(EXCERPTED DATA)
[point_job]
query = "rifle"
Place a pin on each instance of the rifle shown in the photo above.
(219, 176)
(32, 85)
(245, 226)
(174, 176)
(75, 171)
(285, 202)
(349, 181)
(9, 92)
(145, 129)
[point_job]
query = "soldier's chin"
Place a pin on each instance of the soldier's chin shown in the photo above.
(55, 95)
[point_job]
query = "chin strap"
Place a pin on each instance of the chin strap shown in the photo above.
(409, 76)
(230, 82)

(PROBLEM TO SOLVE) Every line of the material above must be duplicated exactly.

(OUTPUT BELOW)
[point_job]
query = "rifle"
Place a pin on each instance of the rifle shown in the photo above.
(219, 176)
(32, 85)
(245, 226)
(174, 176)
(75, 171)
(285, 202)
(349, 181)
(9, 92)
(145, 129)
[point_job]
query = "soldier's chin"
Place a pin on each instance of the soldier's chin shown in the photo above.
(55, 95)
[point_job]
query = "chin strap"
Place a pin on each instance of the chin strap shown in the photo above.
(409, 76)
(230, 82)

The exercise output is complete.